**Work order:** Starting at the line that contains "Annotate the white water", return each line exactly as written until the listing below ends, and return no other line.

**Material to process:**
-- -- --

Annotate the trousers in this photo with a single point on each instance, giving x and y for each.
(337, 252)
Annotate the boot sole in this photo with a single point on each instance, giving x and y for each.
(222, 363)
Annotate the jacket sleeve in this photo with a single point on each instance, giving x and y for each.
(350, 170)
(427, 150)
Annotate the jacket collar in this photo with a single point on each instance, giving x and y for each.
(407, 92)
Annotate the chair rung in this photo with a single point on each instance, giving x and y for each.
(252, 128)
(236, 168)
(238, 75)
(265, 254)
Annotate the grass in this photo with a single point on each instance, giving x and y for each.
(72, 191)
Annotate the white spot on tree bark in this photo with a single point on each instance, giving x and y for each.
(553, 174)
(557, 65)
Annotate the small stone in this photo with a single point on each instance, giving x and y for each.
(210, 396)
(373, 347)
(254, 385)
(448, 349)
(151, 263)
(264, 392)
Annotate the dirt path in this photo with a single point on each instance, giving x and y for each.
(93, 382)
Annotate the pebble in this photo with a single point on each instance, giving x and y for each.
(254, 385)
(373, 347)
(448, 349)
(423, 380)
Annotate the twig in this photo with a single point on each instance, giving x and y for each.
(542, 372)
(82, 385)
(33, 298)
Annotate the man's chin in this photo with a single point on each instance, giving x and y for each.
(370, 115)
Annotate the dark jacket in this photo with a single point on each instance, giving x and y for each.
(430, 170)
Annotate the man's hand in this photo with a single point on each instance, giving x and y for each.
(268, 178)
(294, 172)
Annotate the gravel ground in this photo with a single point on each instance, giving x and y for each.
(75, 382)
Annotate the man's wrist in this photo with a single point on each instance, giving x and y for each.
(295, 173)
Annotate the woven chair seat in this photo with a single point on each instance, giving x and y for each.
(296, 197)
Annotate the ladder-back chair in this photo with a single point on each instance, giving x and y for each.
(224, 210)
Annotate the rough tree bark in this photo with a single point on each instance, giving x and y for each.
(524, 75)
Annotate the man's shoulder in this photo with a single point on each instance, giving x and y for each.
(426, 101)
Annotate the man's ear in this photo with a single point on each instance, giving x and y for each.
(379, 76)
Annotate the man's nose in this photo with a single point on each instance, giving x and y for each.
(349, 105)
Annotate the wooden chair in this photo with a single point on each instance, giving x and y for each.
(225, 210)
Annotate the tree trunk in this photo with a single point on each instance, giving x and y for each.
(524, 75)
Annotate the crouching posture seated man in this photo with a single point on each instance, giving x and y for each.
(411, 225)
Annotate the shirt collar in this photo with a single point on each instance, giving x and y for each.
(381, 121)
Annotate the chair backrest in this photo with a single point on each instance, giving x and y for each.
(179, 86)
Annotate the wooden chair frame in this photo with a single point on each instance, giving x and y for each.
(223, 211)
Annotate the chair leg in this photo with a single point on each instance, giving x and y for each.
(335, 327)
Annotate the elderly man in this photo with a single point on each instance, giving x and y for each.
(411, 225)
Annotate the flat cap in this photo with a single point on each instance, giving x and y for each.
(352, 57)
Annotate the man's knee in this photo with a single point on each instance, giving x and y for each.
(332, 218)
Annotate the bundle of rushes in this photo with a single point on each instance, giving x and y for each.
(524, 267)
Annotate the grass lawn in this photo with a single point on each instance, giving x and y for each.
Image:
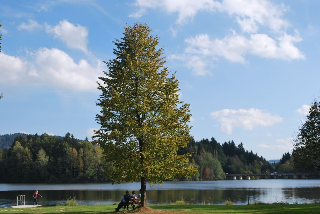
(269, 208)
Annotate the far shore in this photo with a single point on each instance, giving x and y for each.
(179, 209)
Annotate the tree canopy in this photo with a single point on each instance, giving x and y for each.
(143, 122)
(306, 153)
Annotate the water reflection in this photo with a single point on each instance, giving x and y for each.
(207, 192)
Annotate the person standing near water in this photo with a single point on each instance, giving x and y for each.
(35, 197)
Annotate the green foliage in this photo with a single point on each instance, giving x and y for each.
(228, 203)
(143, 122)
(306, 153)
(209, 155)
(45, 158)
(71, 202)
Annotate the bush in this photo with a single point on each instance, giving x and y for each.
(182, 201)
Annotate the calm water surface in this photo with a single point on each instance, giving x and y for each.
(196, 192)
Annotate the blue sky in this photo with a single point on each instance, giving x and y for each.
(248, 68)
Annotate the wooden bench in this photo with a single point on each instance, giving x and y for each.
(134, 202)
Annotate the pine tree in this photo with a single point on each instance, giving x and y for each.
(306, 153)
(143, 122)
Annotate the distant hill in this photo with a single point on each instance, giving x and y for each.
(274, 161)
(7, 139)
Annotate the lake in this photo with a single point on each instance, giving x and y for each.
(195, 192)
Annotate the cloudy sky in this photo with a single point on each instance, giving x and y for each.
(248, 68)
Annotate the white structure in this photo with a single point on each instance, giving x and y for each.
(21, 199)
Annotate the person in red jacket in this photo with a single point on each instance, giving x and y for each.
(35, 197)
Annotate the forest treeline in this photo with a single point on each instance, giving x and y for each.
(52, 159)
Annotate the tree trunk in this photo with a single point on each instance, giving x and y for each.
(143, 192)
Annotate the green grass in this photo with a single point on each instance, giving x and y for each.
(178, 209)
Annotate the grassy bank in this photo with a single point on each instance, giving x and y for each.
(269, 208)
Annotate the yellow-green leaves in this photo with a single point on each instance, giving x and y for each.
(143, 122)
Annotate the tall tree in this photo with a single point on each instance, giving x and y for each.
(143, 122)
(306, 153)
(1, 95)
(0, 41)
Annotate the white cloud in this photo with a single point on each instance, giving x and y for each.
(201, 51)
(75, 36)
(249, 14)
(30, 26)
(284, 144)
(58, 69)
(12, 69)
(50, 67)
(252, 13)
(304, 110)
(186, 9)
(245, 119)
(2, 30)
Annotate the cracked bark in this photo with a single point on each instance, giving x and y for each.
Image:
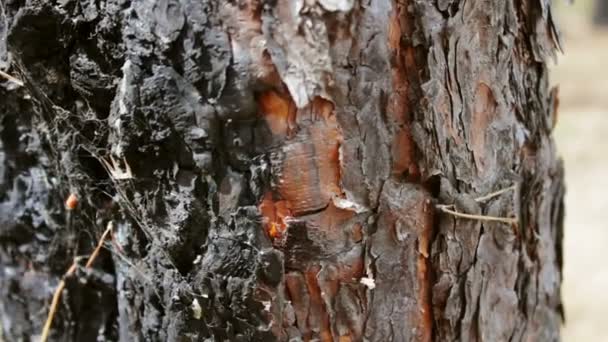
(288, 158)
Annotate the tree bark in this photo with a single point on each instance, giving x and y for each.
(281, 170)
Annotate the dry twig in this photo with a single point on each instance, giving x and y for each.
(11, 78)
(451, 210)
(446, 209)
(57, 295)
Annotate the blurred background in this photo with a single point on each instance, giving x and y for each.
(582, 141)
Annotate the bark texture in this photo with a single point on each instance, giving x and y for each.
(272, 170)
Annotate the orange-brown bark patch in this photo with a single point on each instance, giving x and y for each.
(483, 114)
(402, 59)
(310, 172)
(279, 112)
(275, 213)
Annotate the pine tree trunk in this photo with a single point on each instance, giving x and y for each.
(280, 170)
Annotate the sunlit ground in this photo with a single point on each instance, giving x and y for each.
(582, 139)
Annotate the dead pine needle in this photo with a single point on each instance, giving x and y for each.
(57, 295)
(11, 78)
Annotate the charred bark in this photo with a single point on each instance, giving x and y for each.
(272, 170)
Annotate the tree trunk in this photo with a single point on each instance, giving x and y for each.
(280, 170)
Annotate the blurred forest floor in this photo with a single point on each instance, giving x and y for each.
(582, 141)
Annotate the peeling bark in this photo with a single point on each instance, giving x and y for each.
(287, 158)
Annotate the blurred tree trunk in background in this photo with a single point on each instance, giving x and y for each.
(600, 15)
(278, 168)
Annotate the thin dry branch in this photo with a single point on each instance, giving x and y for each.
(11, 78)
(446, 209)
(495, 194)
(57, 295)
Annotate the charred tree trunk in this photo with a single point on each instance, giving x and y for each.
(280, 170)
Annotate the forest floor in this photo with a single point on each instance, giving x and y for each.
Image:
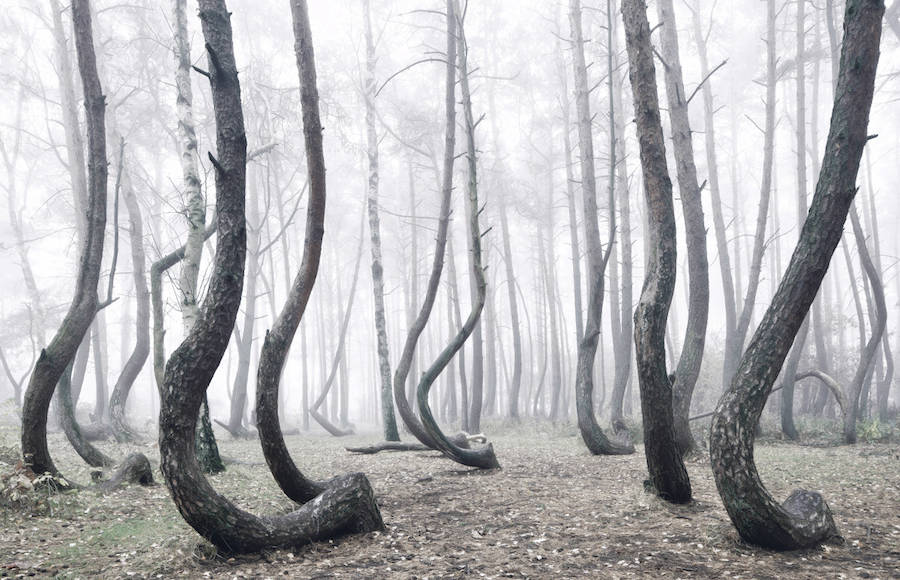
(552, 511)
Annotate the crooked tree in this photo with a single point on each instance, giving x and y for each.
(348, 505)
(668, 474)
(804, 520)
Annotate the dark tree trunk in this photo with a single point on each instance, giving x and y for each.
(348, 505)
(59, 353)
(870, 349)
(689, 362)
(594, 437)
(790, 369)
(667, 472)
(482, 457)
(804, 520)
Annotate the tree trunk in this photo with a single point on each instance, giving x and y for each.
(804, 520)
(667, 472)
(597, 442)
(515, 384)
(625, 358)
(239, 387)
(196, 213)
(348, 505)
(122, 431)
(339, 350)
(415, 330)
(689, 362)
(384, 362)
(57, 356)
(482, 457)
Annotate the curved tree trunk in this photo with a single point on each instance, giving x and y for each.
(689, 362)
(594, 437)
(515, 384)
(409, 347)
(870, 349)
(339, 351)
(384, 360)
(57, 356)
(667, 472)
(349, 504)
(482, 457)
(804, 520)
(830, 385)
(121, 430)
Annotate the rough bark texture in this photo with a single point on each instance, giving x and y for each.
(482, 457)
(624, 351)
(829, 385)
(412, 337)
(349, 504)
(389, 422)
(667, 472)
(59, 353)
(689, 362)
(758, 518)
(594, 437)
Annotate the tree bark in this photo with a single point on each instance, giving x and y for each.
(804, 520)
(867, 354)
(596, 440)
(348, 505)
(122, 431)
(790, 369)
(689, 362)
(412, 337)
(667, 472)
(384, 363)
(59, 353)
(482, 457)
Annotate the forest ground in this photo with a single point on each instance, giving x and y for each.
(553, 511)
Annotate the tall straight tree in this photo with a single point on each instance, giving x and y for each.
(804, 520)
(60, 352)
(348, 505)
(668, 474)
(384, 360)
(689, 362)
(597, 442)
(484, 456)
(401, 373)
(790, 370)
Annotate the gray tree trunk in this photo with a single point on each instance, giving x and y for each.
(60, 352)
(593, 436)
(348, 505)
(667, 472)
(691, 358)
(804, 520)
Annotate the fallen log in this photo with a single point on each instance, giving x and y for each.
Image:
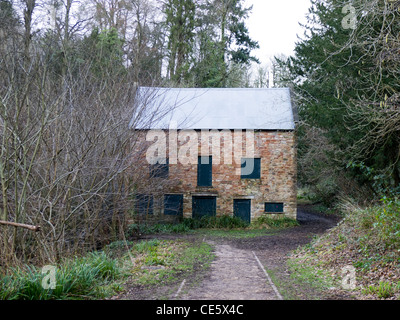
(20, 225)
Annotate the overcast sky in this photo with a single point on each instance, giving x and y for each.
(275, 25)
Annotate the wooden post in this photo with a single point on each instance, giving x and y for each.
(20, 225)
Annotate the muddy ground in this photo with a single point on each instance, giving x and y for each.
(237, 271)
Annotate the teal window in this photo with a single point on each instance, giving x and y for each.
(273, 207)
(204, 172)
(251, 168)
(173, 205)
(144, 204)
(160, 170)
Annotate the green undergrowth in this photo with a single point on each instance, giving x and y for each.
(367, 241)
(223, 226)
(157, 262)
(79, 278)
(102, 274)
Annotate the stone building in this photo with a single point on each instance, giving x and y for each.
(225, 151)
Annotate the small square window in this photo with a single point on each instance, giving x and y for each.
(144, 204)
(273, 207)
(160, 170)
(173, 205)
(251, 168)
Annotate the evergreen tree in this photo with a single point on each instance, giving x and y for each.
(180, 19)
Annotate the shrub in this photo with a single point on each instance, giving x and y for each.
(75, 279)
(277, 223)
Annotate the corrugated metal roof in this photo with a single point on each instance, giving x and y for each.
(233, 108)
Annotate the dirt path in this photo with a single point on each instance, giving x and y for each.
(251, 268)
(240, 270)
(235, 274)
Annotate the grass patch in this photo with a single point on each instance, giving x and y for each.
(158, 262)
(221, 226)
(79, 278)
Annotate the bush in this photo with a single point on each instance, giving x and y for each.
(276, 223)
(75, 279)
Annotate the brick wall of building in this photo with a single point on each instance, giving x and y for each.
(276, 185)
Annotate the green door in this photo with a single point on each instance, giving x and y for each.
(242, 209)
(204, 206)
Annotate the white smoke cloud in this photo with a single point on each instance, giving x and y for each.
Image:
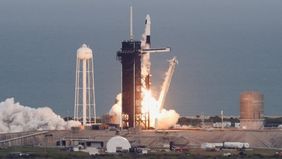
(165, 118)
(17, 118)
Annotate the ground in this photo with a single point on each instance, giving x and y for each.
(53, 153)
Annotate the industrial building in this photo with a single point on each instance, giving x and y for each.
(251, 110)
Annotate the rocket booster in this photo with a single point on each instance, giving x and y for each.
(148, 30)
(146, 44)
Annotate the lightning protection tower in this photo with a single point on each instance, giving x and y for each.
(84, 106)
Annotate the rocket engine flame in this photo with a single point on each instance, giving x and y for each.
(17, 118)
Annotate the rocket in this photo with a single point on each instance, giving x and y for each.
(148, 30)
(146, 44)
(146, 51)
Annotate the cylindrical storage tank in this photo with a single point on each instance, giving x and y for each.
(251, 110)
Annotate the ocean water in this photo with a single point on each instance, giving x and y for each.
(223, 47)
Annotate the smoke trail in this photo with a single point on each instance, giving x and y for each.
(17, 118)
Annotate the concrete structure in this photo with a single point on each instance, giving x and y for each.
(251, 110)
(84, 105)
(118, 143)
(266, 138)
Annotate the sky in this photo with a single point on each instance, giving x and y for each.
(223, 47)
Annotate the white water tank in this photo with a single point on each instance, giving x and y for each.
(117, 143)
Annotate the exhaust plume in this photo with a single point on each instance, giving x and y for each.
(115, 111)
(17, 118)
(165, 118)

-- -- --

**Reply:**
Annotate the white water tank in this photo with a single point on each instance, giving x and y for each.
(117, 143)
Annotate the exhaust plume in this photo with a single point on each instance, giving x and y for each.
(115, 111)
(17, 118)
(165, 118)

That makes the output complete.